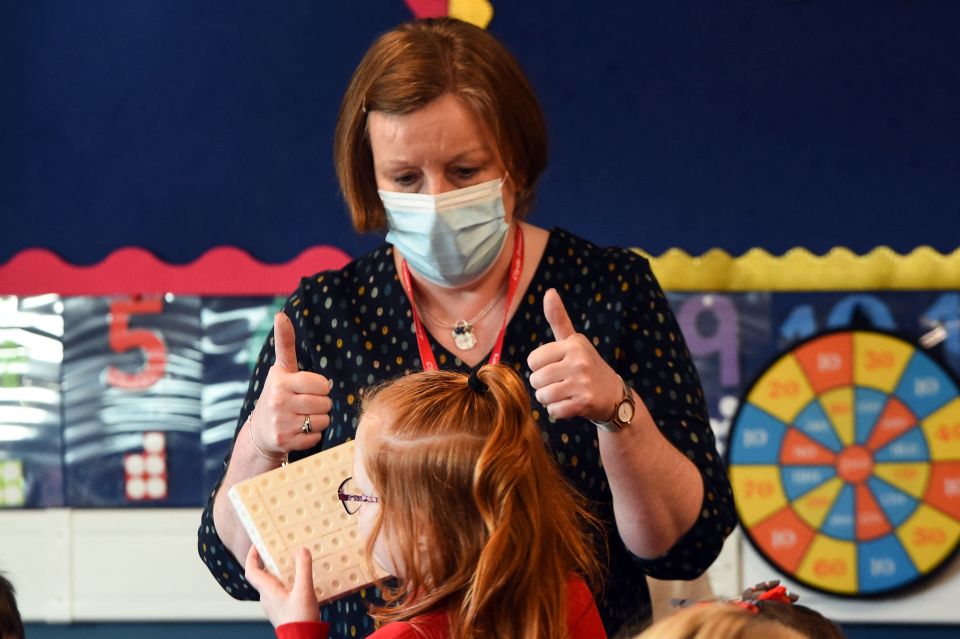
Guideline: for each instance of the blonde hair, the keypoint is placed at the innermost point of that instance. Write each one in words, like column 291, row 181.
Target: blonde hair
column 479, row 515
column 412, row 65
column 718, row 621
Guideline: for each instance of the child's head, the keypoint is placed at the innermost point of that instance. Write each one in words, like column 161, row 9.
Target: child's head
column 473, row 514
column 11, row 625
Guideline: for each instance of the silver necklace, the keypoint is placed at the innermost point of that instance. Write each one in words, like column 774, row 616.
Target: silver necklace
column 462, row 330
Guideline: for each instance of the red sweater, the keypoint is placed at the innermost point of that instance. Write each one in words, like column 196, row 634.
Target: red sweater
column 583, row 620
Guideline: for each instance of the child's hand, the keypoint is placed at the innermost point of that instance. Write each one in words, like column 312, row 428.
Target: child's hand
column 299, row 603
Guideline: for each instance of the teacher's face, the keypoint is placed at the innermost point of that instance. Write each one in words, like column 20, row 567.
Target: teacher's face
column 440, row 147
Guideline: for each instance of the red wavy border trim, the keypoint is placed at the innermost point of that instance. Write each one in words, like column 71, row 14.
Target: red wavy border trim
column 224, row 270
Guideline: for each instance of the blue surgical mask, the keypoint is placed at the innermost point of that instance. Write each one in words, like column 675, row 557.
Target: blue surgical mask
column 450, row 239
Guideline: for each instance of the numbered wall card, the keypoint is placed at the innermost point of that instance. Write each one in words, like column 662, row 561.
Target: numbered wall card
column 845, row 463
column 131, row 393
column 729, row 337
column 31, row 446
column 234, row 331
column 296, row 506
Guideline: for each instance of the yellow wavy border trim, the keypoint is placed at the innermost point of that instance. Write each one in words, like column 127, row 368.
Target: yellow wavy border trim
column 800, row 270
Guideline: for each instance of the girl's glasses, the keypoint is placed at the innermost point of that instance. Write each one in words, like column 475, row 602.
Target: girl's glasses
column 352, row 501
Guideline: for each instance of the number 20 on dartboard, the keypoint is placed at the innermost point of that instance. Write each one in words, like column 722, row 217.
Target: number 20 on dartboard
column 148, row 342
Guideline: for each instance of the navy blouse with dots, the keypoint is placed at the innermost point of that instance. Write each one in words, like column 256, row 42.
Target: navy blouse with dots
column 355, row 327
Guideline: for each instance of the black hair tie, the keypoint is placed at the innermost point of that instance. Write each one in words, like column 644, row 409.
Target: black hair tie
column 477, row 384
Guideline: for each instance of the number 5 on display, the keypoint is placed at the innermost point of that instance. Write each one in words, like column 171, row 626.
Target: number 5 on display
column 123, row 339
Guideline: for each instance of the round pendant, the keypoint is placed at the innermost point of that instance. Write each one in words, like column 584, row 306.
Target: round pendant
column 463, row 336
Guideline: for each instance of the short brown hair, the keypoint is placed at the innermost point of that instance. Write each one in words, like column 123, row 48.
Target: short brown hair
column 416, row 63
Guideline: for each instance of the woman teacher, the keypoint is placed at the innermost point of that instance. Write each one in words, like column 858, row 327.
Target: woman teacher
column 440, row 141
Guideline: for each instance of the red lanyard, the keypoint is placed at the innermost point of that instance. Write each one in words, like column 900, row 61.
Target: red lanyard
column 516, row 269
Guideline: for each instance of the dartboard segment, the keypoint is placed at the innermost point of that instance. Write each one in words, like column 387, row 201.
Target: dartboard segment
column 845, row 463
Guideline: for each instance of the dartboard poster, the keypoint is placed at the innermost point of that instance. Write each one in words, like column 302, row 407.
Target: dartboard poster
column 845, row 463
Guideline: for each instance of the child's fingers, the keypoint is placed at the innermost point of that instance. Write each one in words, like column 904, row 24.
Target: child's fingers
column 257, row 576
column 303, row 578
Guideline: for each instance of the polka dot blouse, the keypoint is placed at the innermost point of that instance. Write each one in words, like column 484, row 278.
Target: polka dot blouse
column 355, row 326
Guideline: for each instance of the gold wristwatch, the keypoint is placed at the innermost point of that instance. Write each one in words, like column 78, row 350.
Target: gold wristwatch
column 623, row 412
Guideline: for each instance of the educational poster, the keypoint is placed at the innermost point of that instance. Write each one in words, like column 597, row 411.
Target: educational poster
column 132, row 378
column 931, row 319
column 729, row 337
column 31, row 444
column 845, row 463
column 234, row 330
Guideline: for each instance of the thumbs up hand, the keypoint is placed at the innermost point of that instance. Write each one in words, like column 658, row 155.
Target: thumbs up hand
column 569, row 376
column 289, row 398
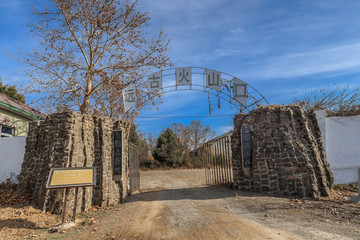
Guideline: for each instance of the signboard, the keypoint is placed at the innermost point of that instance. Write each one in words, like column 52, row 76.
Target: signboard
column 129, row 96
column 183, row 76
column 213, row 79
column 117, row 144
column 154, row 82
column 240, row 91
column 246, row 145
column 71, row 177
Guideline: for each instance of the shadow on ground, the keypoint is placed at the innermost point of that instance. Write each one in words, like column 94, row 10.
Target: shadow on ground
column 200, row 193
column 16, row 223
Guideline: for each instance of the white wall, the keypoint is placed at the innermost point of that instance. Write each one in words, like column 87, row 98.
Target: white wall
column 12, row 151
column 342, row 145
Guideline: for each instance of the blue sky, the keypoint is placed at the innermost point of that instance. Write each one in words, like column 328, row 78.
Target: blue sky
column 282, row 48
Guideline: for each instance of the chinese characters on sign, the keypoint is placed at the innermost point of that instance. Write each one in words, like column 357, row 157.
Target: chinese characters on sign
column 154, row 82
column 240, row 91
column 117, row 144
column 129, row 96
column 183, row 76
column 246, row 145
column 213, row 79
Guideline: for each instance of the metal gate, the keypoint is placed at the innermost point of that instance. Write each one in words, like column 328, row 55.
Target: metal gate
column 134, row 169
column 217, row 154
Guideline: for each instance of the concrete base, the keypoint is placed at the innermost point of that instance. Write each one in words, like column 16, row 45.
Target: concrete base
column 355, row 199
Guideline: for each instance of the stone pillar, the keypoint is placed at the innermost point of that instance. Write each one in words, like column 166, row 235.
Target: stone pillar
column 71, row 139
column 288, row 157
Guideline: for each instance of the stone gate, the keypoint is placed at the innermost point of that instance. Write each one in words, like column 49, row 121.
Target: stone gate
column 71, row 139
column 287, row 154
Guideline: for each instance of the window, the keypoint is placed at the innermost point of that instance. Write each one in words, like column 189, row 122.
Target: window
column 6, row 131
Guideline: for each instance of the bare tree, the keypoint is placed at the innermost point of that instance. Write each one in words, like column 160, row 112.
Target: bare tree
column 338, row 100
column 89, row 51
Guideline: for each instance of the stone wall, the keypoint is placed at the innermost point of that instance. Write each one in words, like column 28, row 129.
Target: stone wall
column 288, row 157
column 71, row 139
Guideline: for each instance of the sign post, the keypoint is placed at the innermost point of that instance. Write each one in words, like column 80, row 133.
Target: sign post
column 246, row 145
column 67, row 178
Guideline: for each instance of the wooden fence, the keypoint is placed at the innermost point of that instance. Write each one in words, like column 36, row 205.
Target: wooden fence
column 217, row 154
column 134, row 168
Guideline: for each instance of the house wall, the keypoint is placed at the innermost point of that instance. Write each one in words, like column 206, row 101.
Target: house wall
column 341, row 138
column 14, row 120
column 12, row 154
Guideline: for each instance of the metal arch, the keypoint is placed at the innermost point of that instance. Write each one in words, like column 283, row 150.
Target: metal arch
column 238, row 105
column 204, row 69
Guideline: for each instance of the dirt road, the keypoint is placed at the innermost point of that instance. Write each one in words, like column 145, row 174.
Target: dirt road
column 178, row 205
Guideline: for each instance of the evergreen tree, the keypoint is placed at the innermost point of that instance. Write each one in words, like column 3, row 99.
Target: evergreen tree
column 134, row 137
column 168, row 148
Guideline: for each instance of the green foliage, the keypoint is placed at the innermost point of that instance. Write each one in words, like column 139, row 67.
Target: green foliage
column 11, row 92
column 134, row 137
column 168, row 149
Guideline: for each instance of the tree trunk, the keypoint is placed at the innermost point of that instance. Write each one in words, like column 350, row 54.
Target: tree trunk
column 84, row 108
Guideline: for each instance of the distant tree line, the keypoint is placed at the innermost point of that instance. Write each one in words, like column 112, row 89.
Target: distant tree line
column 172, row 147
column 338, row 100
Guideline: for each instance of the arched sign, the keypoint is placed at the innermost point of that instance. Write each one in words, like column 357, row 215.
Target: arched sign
column 232, row 89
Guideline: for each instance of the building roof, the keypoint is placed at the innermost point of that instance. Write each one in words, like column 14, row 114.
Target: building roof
column 19, row 107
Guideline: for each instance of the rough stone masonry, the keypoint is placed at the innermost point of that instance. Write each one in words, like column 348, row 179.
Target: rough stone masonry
column 71, row 139
column 287, row 154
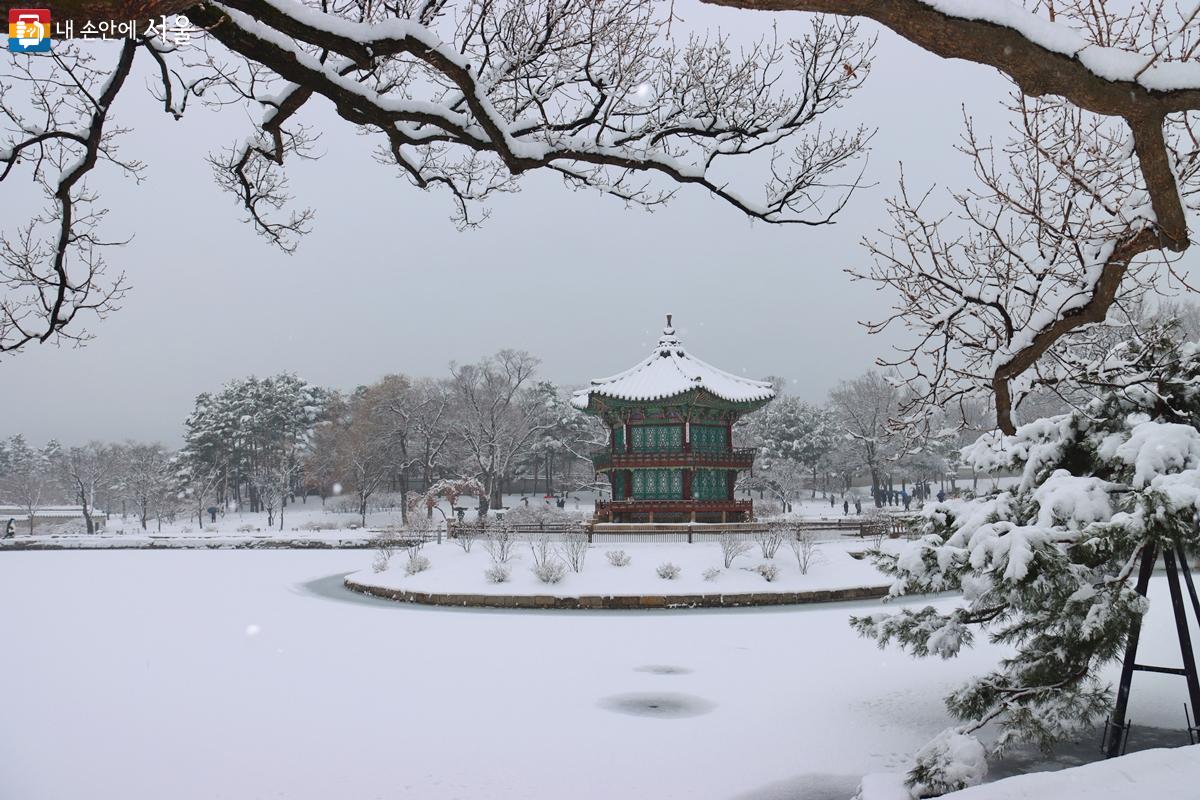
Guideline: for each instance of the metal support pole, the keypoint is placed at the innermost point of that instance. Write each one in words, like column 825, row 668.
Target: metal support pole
column 1187, row 579
column 1115, row 727
column 1181, row 626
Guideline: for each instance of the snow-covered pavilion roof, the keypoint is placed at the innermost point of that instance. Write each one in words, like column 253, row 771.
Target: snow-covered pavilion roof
column 669, row 371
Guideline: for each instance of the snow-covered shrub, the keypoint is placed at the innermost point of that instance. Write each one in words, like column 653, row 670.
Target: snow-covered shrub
column 876, row 525
column 417, row 563
column 465, row 536
column 669, row 571
column 384, row 551
column 771, row 539
column 541, row 548
column 953, row 761
column 501, row 543
column 805, row 548
column 618, row 558
column 497, row 573
column 733, row 546
column 574, row 551
column 1047, row 567
column 550, row 571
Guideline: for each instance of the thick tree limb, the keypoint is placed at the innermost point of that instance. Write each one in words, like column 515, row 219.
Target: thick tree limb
column 1039, row 71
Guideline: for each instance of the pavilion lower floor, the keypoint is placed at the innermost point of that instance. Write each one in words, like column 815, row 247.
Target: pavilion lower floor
column 673, row 511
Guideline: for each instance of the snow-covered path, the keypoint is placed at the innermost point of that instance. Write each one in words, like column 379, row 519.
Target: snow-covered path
column 251, row 674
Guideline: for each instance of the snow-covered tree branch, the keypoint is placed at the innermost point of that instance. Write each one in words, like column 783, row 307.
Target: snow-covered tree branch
column 1095, row 186
column 465, row 97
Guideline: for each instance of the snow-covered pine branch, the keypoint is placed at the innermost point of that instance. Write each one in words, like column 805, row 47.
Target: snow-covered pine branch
column 1045, row 569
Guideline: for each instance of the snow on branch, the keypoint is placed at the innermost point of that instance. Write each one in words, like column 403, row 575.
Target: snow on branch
column 52, row 268
column 469, row 98
column 1093, row 188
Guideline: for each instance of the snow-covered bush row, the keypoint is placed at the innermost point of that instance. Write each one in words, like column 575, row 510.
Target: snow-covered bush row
column 550, row 571
column 574, row 551
column 618, row 558
column 501, row 545
column 732, row 547
column 1045, row 569
column 497, row 573
column 417, row 563
column 771, row 540
column 805, row 548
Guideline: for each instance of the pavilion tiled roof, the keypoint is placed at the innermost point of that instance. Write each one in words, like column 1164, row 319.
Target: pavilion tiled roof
column 669, row 371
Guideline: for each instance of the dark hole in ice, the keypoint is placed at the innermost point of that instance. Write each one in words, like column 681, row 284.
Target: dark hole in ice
column 663, row 669
column 664, row 705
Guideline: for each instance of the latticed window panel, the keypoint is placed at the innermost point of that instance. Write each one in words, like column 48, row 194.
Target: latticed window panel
column 657, row 438
column 709, row 485
column 708, row 438
column 658, row 485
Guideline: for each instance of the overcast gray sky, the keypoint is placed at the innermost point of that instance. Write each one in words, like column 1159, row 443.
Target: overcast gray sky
column 385, row 283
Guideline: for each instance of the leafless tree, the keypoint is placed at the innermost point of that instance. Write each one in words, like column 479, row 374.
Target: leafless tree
column 363, row 451
column 147, row 480
column 87, row 470
column 28, row 476
column 497, row 416
column 1084, row 208
column 465, row 97
column 863, row 408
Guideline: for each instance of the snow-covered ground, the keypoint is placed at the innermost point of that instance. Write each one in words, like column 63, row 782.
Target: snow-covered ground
column 1153, row 775
column 454, row 571
column 330, row 523
column 197, row 674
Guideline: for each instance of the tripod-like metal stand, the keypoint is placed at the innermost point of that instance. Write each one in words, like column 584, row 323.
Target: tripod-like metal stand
column 1116, row 729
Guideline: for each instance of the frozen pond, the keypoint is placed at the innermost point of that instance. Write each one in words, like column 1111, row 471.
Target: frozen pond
column 141, row 675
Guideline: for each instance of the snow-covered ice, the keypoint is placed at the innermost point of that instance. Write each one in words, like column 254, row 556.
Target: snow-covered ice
column 131, row 677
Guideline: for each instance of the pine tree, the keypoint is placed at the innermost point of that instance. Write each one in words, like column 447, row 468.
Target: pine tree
column 1045, row 569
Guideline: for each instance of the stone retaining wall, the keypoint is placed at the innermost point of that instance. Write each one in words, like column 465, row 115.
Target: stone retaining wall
column 623, row 602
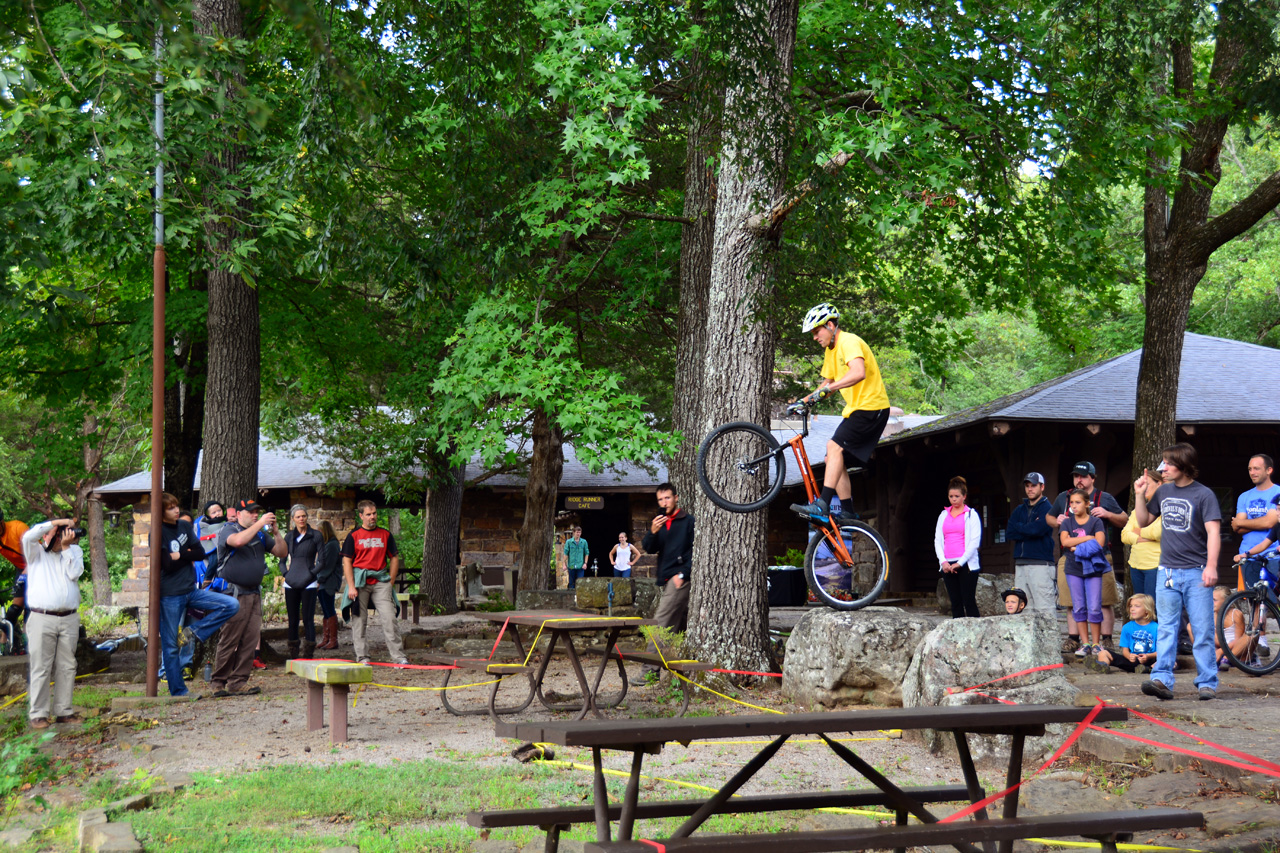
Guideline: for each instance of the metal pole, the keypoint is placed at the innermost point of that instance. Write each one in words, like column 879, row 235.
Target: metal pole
column 158, row 276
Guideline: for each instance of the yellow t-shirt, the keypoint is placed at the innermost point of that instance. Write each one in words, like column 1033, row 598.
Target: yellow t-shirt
column 869, row 393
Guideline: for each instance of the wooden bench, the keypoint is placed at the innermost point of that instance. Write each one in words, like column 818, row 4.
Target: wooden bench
column 488, row 667
column 339, row 678
column 556, row 820
column 1106, row 828
column 664, row 662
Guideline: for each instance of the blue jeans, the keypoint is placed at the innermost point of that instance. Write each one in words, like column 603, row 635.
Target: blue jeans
column 1187, row 591
column 218, row 609
column 1144, row 583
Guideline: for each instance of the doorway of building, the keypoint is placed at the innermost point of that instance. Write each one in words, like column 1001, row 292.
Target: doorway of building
column 600, row 529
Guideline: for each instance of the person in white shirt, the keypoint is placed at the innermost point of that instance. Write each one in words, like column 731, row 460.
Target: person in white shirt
column 624, row 556
column 54, row 568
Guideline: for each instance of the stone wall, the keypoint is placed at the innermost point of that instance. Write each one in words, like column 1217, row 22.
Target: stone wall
column 338, row 510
----------
Copy the records word for word, starting at their beginning and going on through the line that contains "column 11, row 625". Leave the pictures out of your answer.

== Solution to the exercise ==
Guideline: for each instance of the blonde hair, the keypoint is placed at the innermost point of that instance. Write each one in words, like column 291, row 181.
Target: blonde hair
column 479, row 515
column 412, row 65
column 718, row 621
Guideline: for each instance of the child's head, the keypoint is placed at the innermost point of that instance. Write each one in words, like column 161, row 9.
Target: child's head
column 473, row 514
column 11, row 625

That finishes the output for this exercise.